• [Directive]: Starting at the line that contains "For every instance of the thumb, put", transcribe every remaining line of the entries exactly, including the last one.

• [Provided records]:
┌────────

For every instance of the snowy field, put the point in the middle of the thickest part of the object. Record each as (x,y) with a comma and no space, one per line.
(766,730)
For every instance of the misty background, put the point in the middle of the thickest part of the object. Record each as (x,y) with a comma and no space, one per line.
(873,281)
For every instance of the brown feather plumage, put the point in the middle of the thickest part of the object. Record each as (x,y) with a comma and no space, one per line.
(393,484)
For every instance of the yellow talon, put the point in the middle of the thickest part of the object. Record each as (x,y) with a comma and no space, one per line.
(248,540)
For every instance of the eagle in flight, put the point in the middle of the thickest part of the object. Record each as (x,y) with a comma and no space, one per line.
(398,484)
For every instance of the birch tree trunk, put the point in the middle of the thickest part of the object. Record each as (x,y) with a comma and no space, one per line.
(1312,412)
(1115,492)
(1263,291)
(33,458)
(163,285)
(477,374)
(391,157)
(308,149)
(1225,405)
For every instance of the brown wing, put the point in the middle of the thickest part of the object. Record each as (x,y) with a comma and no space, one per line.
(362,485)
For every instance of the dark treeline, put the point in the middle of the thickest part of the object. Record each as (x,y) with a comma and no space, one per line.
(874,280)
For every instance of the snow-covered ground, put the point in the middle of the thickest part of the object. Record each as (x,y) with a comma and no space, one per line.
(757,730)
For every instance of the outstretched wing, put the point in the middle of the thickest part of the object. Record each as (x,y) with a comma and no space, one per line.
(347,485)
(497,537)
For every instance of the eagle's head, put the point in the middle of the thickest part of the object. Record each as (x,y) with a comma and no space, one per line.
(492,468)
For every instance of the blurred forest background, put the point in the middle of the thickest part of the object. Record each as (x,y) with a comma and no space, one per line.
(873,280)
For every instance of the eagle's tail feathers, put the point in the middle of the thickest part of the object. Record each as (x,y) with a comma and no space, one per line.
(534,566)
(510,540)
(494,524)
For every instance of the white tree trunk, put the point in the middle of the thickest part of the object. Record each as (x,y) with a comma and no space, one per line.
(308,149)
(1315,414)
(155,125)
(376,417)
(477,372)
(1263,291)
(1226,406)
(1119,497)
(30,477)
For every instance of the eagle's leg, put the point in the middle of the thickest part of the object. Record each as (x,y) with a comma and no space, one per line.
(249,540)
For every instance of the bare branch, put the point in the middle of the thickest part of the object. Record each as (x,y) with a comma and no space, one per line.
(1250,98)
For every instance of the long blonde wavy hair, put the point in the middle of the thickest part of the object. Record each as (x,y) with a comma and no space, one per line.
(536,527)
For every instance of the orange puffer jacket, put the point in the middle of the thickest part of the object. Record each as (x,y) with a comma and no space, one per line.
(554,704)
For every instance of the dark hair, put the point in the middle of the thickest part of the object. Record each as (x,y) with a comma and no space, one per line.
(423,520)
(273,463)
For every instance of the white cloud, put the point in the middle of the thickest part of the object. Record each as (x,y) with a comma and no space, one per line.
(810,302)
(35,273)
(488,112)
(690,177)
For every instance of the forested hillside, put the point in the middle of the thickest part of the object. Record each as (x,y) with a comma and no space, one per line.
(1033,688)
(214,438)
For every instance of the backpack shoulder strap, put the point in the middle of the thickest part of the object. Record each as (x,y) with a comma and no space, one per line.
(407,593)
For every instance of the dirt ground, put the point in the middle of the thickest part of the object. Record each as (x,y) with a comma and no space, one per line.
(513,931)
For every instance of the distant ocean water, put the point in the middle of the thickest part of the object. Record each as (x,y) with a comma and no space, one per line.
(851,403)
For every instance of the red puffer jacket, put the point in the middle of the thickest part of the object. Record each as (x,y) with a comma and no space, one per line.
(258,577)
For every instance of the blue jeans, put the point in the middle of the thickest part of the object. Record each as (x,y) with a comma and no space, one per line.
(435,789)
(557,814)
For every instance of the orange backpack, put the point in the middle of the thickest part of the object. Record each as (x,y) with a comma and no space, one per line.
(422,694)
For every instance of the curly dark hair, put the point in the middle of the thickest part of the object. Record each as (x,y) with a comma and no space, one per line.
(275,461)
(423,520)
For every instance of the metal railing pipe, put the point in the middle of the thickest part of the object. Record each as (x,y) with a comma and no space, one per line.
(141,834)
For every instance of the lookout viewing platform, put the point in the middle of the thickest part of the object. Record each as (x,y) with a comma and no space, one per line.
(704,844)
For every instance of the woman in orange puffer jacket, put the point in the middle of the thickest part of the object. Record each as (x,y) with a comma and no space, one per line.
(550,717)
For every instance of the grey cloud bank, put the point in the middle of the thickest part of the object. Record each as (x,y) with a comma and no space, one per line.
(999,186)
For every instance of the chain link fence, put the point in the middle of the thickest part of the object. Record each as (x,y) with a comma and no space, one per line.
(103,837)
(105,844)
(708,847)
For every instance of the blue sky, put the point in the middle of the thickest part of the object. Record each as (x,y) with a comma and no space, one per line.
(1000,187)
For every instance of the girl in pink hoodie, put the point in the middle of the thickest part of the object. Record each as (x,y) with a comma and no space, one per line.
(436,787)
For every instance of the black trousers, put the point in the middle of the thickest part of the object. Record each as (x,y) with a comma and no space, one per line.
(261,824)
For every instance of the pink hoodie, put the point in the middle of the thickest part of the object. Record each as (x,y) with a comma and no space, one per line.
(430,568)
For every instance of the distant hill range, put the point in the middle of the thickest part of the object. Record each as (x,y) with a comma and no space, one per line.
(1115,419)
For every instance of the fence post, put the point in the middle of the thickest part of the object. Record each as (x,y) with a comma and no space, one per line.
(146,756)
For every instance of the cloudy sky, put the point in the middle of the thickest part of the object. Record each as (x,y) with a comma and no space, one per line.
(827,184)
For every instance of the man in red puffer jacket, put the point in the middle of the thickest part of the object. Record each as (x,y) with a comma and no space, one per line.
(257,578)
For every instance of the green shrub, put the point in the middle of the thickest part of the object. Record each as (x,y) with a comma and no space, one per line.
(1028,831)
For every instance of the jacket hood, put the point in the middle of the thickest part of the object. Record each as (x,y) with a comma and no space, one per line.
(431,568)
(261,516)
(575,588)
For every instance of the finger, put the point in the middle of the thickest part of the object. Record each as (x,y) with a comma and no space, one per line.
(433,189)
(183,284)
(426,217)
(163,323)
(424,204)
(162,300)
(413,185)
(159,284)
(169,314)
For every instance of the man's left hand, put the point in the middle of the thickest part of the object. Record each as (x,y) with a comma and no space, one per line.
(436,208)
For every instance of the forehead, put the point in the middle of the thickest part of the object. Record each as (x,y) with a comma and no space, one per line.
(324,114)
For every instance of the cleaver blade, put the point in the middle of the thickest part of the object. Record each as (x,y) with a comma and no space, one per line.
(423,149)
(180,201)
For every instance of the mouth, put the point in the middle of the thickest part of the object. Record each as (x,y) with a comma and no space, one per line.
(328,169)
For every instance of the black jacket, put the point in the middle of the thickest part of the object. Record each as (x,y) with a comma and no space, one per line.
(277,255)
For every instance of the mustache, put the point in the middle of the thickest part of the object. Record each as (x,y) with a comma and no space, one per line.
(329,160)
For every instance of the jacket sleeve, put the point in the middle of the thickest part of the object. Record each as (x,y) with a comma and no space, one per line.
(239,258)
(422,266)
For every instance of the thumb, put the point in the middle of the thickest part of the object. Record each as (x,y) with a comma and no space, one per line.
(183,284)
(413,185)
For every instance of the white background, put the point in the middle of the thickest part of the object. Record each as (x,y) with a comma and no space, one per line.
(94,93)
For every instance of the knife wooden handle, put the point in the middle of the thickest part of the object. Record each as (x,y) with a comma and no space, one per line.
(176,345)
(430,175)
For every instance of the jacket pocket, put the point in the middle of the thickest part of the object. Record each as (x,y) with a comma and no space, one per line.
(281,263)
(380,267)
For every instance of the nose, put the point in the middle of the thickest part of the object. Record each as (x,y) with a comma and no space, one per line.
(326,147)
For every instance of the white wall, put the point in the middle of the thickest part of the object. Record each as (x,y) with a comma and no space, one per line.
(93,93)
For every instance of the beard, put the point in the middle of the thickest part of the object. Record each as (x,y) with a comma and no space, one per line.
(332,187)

└────────

• [Solution to the problem]:
For every instance of the thumb, put the point in the middle of the thickest part of the object. Record each as (x,y) with a comma and no space, one per line.
(183,284)
(413,185)
For every instance of the white background, put the point in the middle of the thickest part of the object. Record each as (x,y) with a comma and no space, one per line.
(94,93)
For every instance of the knife wooden handle, put the point in the middle of the thickest part of the object. Record each as (x,y) with a comma and no space, one per line.
(176,345)
(430,175)
For every instance of the jacket pocket, put the point in the middle of the thickest part of the object. Record each as (x,y) with a comma and no space, one per line.
(281,263)
(380,267)
For every instance of the nose, put the point in the middle of the thickest part of the object. Record each as (x,y) with a comma and no space, one per line.
(326,147)
For every instance of the white wall, put the point in the middle of the thickest part of the object. Record each as (x,y) with a comma and no space, one per line.
(93,93)
For every instance of the beard, put the point in the middle of the thickest part of the object. Record each as (x,y) with a comma and no space, one per line.
(332,187)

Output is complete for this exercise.